• About this task: Gather up every line from the entries below that uses the word "item".

• Task material:
=======
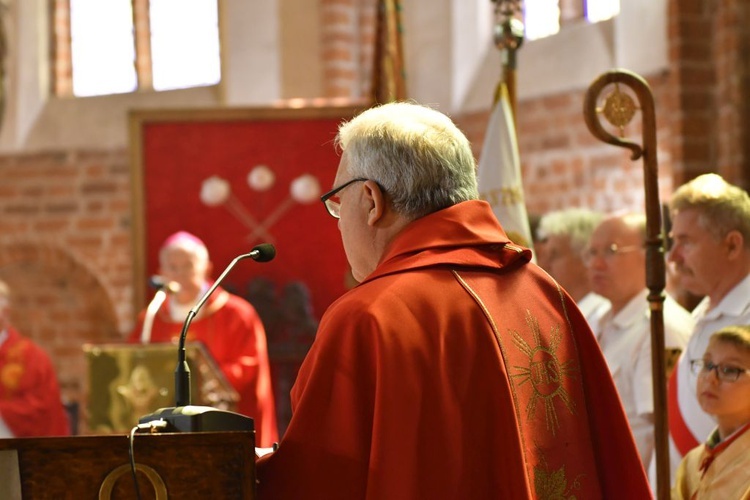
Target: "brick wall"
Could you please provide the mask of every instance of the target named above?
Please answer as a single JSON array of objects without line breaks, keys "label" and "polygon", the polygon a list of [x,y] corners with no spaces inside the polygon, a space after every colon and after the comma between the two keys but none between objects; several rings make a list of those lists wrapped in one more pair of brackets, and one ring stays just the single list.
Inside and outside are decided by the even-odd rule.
=======
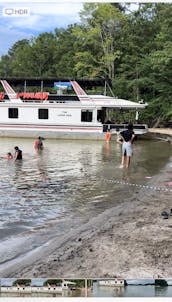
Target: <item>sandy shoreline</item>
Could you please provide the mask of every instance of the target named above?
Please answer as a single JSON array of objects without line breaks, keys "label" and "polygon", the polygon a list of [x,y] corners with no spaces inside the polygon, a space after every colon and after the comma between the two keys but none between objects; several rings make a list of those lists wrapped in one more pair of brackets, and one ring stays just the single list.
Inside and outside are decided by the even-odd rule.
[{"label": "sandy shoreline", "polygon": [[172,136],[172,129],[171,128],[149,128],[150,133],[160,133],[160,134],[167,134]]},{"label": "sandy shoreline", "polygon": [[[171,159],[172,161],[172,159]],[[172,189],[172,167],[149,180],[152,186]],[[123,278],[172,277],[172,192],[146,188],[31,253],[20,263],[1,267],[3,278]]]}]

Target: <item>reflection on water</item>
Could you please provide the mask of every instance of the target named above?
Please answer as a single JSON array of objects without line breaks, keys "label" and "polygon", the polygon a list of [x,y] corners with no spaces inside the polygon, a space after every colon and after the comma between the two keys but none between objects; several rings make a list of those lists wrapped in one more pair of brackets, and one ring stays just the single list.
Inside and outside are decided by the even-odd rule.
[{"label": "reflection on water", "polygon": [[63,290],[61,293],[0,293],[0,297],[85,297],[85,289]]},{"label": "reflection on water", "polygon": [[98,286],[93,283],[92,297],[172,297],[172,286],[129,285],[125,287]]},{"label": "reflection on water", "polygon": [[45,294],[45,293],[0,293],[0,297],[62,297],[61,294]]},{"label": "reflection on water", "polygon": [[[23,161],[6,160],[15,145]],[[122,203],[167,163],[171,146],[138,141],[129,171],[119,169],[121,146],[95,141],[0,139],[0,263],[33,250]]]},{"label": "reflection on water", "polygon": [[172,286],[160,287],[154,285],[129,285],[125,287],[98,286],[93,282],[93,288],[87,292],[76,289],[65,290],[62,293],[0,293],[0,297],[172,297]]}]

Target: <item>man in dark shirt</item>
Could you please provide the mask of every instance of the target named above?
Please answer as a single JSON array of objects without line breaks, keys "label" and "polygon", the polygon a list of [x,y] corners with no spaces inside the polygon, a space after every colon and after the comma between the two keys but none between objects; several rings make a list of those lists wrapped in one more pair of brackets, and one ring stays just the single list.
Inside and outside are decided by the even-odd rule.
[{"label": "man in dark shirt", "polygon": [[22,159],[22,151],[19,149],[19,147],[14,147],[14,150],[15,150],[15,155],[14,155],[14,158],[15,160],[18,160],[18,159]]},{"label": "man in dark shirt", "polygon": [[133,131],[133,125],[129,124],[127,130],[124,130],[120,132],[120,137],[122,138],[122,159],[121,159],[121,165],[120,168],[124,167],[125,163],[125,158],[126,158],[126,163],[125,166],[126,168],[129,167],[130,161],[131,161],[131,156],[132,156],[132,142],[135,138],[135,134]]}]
=======
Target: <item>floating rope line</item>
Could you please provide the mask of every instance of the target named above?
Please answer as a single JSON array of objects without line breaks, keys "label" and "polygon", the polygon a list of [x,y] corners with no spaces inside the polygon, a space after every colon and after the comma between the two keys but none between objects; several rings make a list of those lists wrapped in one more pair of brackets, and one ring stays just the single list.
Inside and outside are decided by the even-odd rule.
=======
• Expected answer:
Target: <item>sandy shoreline</item>
Target: <item>reflection on water</item>
Target: <item>man in dark shirt</item>
Target: <item>floating rope line</item>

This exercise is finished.